→ EXTRAIT:
+ + + + +

C’est une boîte à chaussures en carton, de couleur crème, fermée par une banale ficelle. Roger Fajnzylberg l’a toujours connue. Quand il était enfant, cette boîte était rangée dans leur cuisine montmartroise, à côté de la boîte à farine – qui cachait un pistolet. Puis elle l’a suivi, muette, d’appartement en appartement, du boulevard Magenta à l’avenue Jean-Jaurès jusqu’à Sèvres, telle une relique terrorisante. Roger Fajnzylberg confesse avoir « bien longtemps tourné autour » avant de l’ouvrir, par crainte de découvrir ce qu’elle contenait. Puis, un jour d’avril 2005, il a défait le fragile nœud entourant la boîte. Plus de 15 ans après que ses parents sont décédés.

+ + + + +

→ DONNÉES AFFICHÉES:

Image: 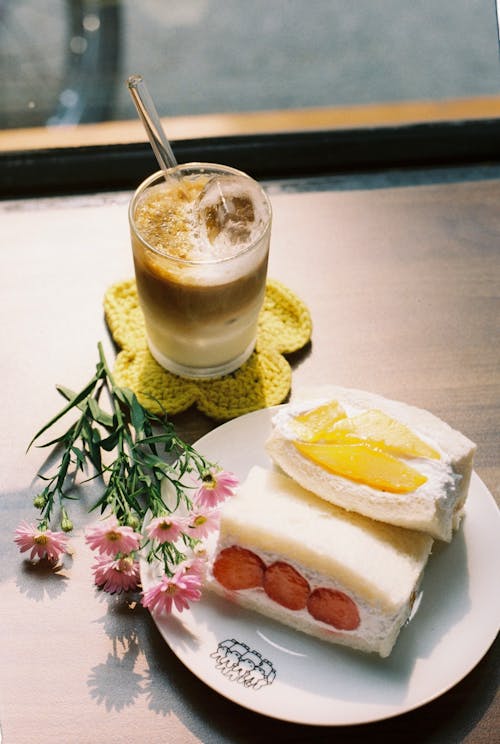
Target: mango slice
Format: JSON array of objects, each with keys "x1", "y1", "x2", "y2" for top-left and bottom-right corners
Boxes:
[
  {"x1": 314, "y1": 409, "x2": 440, "y2": 460},
  {"x1": 293, "y1": 441, "x2": 427, "y2": 493},
  {"x1": 292, "y1": 400, "x2": 346, "y2": 442}
]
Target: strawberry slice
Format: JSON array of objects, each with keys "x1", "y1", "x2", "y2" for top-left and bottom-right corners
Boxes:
[
  {"x1": 264, "y1": 561, "x2": 311, "y2": 610},
  {"x1": 212, "y1": 545, "x2": 266, "y2": 589},
  {"x1": 307, "y1": 587, "x2": 360, "y2": 630}
]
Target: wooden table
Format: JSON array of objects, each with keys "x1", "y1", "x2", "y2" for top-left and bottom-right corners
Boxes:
[{"x1": 0, "y1": 168, "x2": 500, "y2": 744}]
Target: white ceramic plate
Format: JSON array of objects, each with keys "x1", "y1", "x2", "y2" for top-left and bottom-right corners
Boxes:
[{"x1": 141, "y1": 409, "x2": 500, "y2": 725}]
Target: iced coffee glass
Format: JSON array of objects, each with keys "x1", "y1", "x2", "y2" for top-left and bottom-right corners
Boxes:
[{"x1": 129, "y1": 163, "x2": 271, "y2": 378}]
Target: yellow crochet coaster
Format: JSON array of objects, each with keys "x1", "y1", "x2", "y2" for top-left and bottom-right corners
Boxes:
[{"x1": 104, "y1": 279, "x2": 312, "y2": 420}]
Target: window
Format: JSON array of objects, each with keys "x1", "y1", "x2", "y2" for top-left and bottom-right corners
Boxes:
[{"x1": 0, "y1": 0, "x2": 500, "y2": 150}]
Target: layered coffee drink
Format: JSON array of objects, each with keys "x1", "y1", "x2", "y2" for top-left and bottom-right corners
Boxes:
[{"x1": 129, "y1": 163, "x2": 271, "y2": 378}]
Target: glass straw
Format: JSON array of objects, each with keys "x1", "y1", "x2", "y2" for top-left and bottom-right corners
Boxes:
[{"x1": 127, "y1": 75, "x2": 177, "y2": 177}]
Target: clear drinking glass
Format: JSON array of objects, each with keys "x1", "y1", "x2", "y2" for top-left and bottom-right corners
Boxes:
[{"x1": 129, "y1": 163, "x2": 271, "y2": 378}]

+ + + + +

→ CONSIGNE ÉCRITE 1: Résumez l'extrait en deux phrases.
→ CONSIGNE ÉCRITE 2: Recopiez, s'il vous plaît, le passage de l'extrait qui commence par les mots contenant « C’est une boîte » et se termine par « parents sont décédés. ».

→ CORRIGÉ 1: Roger Fajnzylberg a toujours connu une boîte à chaussures en carton fermée par une ficelle, rangée dans la cuisine montmartroise de son enfance puis emportée d'appartement en appartement jusqu'à Sèvres. Après avoir longtemps hésité par crainte de ce qu'elle contenait, il l'a ouverte en avril 2005, plus de 15 ans après la mort de ses parents.

→ CORRIGÉ 2:
C’est une boîte à chaussures en carton, de couleur crème, fermée par une banale ficelle. Roger Fajnzylberg l’a toujours connue. Quand il était enfant, cette boîte était rangée dans leur cuisine montmartroise, à côté de la boîte à farine – qui cachait un pistolet. Puis elle l’a suivi, muette, d’appartement en appartement, du boulevard Magenta à l’avenue Jean-Jaurès jusqu’à Sèvres, telle une relique terrorisante. Roger Fajnzylberg confesse avoir « bien longtemps tourné autour » avant de l’ouvrir, par crainte de découvrir ce qu’elle contenait. Puis, un jour d’avril 2005, il a défait le fragile nœud entourant la boîte. Plus de 15 ans après que ses parents sont décédés.